Challenge:
Can you copy the listing below word for word, every line of it, while leaving out the pictures?

Given entries:
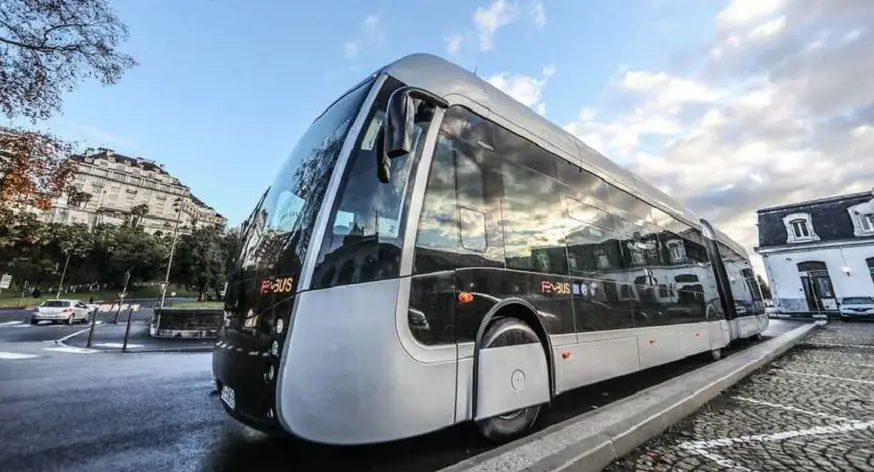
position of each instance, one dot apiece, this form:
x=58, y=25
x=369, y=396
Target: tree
x=34, y=168
x=48, y=46
x=200, y=260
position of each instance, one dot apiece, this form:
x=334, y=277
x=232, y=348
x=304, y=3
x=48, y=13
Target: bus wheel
x=510, y=425
x=716, y=354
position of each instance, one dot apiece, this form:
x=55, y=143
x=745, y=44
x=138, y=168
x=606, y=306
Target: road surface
x=63, y=410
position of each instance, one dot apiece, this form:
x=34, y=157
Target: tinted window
x=534, y=221
x=364, y=236
x=460, y=221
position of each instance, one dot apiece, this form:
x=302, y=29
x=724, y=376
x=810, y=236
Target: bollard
x=127, y=330
x=117, y=311
x=93, y=321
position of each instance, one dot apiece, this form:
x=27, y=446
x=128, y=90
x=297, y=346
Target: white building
x=117, y=183
x=818, y=252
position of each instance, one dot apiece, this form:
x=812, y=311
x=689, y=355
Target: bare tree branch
x=48, y=46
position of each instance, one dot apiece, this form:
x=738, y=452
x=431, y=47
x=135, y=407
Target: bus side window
x=459, y=225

Exercise solution:
position of each instance, one dot apiece, this form:
x=58, y=25
x=369, y=396
Target: tree
x=34, y=168
x=48, y=46
x=200, y=260
position of each instance, one dot apiece, this form:
x=334, y=277
x=232, y=348
x=304, y=3
x=48, y=13
Target: bus wheel
x=510, y=425
x=716, y=354
position of each instance, one dot apiece, this form:
x=55, y=143
x=745, y=44
x=138, y=168
x=606, y=306
Target: road surface
x=63, y=410
position of each instance, one dot apiece, this form:
x=34, y=157
Target: tinted window
x=534, y=221
x=364, y=236
x=460, y=221
position of each instance, one dot apiece, this form:
x=302, y=29
x=724, y=376
x=810, y=236
Target: bollard
x=127, y=330
x=117, y=311
x=93, y=321
position of each instance, one dot apiece, this form:
x=27, y=446
x=128, y=90
x=297, y=346
Target: white building
x=117, y=183
x=818, y=252
position of each instance, one dot apiece, this form:
x=812, y=311
x=689, y=355
Target: bare tree branch
x=48, y=46
position of each instance, one dot apiece, this form:
x=738, y=452
x=431, y=47
x=135, y=407
Target: bus side window
x=459, y=225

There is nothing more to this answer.